• SOURCE
• • • •
*(I am the DJ, he is the vampire)
A couple evenings ago, in my latest adventure in nothingontvso scrollthroughmycablecompany’s OnDemand serviceandlookfor theworstmovieIcanpossiblyfind, I got all the way to the “R’s” until I found something that interested me. There were actually two movies that caught my eye: Rabid Grannies, a low-budget horror film from Belgium about guess and Rockula, a 1990 musical/comedy about a vampire looking for love and rock stardom. How tough of a decision is that? It’s like trying to decide between puppies and rainbows.
After much deliberation, I chose Rockula because it also stars musicians Toni Basil, Thomas Dolby, and Bo Diddley and I was in the mood for some authentic 80’s cheese to get me in the mood for fake 80’s cheese, Rock of Ages, this weekend. (Yes, I will be witnessing Tom Cruise thrust on a 20 foot screen, all for you. You realize I’m risking getting audited by doing this? You’re welcome.)
I’ll be back for you rabid grannies, don’t you worry.
Ralph (Dean Cameron, Summer School, Ski School, Ski School 2) is our hero. He’s a centuries-old vampire with magnificent eyebrows and a tragic tale. He’s been cursed to meet, fall in love with, and lose the woman of his dreams over and over. He’s up to his fourteenth lifetime of this. The woman is always named Mona and bites it on Halloween after being struck with a hambone by a pirate with a rhinestone peg leg.
Am I going too fast? Just so we’re clear:
Ralph’s true love Mona is always killed on Halloween after being struck with a hambone by a pirate with a rhinestone peg leg.
You need a visual, don’t you? Okay, here:
In every incarnation, it’s the same. The worst part? It always happens before he can get any, so Ralph is also a 400 year old virgin.
And you thought you had problems!
Ralph decides that in this lifetime, which happens to be in magical 1990, he’s going to stay home and avoid meeting Mona, thus saving her. This plan lasts exactly five minutes before she accidentally hits him with her car. Now Ralph is determined to save Mona from that hambone-wielding rhinestone peg-legged pirate and break the curse once and for all. But first he has to make her fall in love with him. But how? How do doofy, awkward virgins get girls?
By becoming rock stars of course!
So Ralph starts a band called, wait for it, Rockula, with his group of friends that inexplicably includes Bo Diddley and wouldn’tchaknow, they’re an instant success! Mona is impressed of course. Cue the falling in love montage!
But wait! This is a vampire story, and you know what that means. There’s another guy, Mona’s ex-boyfriend and owner of a booming local coffin shop, Stanley (Thomas “She Blinded Me With Science” Dolby).
So in addition to protecting Mona from the inevitable upcoming rhinestone peg-legged pirate with a hambone attack, Ralph must also compete with slimy Stanley’s attempts to keep them apart. On top of all that, will she still love him after he reveals that he’s a vampire?
From the fun animated opening sequence to the final song, Rockula is every bit as campy, cheesetastic, and bizarre as I hoped it would be. Why have I never heard of this before? How is this not a cult classic? I’m legitimately angry about this. So many Halloweens this could have been a part of!
• • • •
Location identification entries
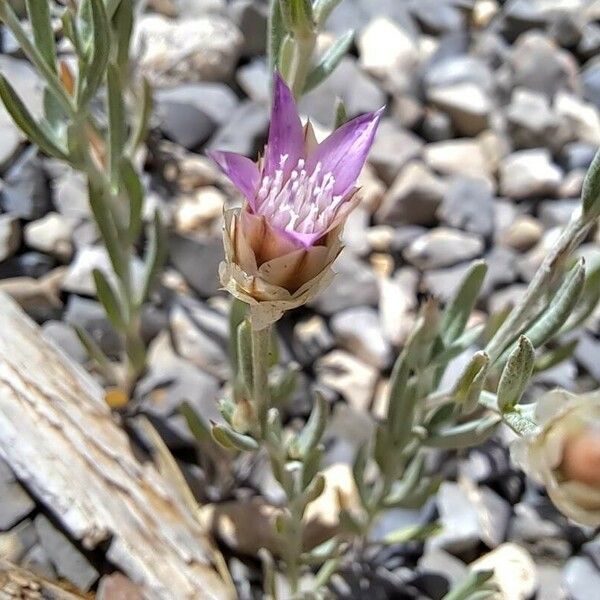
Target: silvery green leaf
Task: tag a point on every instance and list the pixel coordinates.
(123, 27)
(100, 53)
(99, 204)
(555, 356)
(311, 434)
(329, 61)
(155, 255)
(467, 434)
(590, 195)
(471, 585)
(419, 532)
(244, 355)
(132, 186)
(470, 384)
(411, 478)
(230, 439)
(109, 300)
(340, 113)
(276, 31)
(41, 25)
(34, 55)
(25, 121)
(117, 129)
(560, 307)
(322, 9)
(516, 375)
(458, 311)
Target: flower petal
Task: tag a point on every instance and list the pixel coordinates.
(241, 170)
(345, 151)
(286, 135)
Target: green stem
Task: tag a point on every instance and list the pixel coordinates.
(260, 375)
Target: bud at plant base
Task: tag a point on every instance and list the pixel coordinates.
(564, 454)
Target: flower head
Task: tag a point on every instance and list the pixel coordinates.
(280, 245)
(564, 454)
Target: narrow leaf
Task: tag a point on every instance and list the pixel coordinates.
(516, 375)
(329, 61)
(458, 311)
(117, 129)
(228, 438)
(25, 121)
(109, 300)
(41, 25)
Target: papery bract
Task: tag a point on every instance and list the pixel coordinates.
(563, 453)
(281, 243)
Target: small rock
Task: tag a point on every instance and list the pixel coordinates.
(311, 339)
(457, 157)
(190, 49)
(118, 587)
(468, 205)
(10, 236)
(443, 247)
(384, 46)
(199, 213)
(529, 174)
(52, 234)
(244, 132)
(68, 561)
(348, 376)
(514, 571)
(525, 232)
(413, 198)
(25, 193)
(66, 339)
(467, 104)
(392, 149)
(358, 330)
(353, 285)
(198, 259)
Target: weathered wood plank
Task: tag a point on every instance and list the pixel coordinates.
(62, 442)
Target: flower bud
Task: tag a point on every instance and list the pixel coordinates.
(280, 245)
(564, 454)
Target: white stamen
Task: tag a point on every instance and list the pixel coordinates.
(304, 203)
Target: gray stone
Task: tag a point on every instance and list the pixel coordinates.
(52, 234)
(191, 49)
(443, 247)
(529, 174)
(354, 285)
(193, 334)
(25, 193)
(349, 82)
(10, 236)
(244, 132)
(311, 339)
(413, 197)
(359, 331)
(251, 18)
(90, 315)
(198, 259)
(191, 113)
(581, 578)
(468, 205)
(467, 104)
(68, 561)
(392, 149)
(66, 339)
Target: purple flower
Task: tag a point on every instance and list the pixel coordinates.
• • • •
• STATED EXERCISE A
Write out everything in the records from the line containing "Target: purple flower" down to the end of the records, including both of those lines.
• STATED EXERCISE B
Pick up the review of the film Rockula right after its final sentence and keep writing it.
The review and the records have no connection to each other.

• EXPECTED ANSWER A
Target: purple flower
Task: tag a point on every instance and list the pixel coordinates.

• EXPECTED ANSWER B
The music is that delightful 80’s synthesized goodness and though most of the songs are forgettable by the end of the movie (except for the one that goes “Heeeeyyyy Rock-u-la”- that one will get stuck in your head), they’re perfectly entertaining at the time, especially combined with the imagery I can best describe as a daytime soap’s idea of a hip rock music video. It’s worth noting that all of the actors and actresses did their own singing in the movie. Now that’s not saying they were spectacular, but it deserves a toast. Don’t forget, there was no such thing as autotune back then. (Damn you Cher.)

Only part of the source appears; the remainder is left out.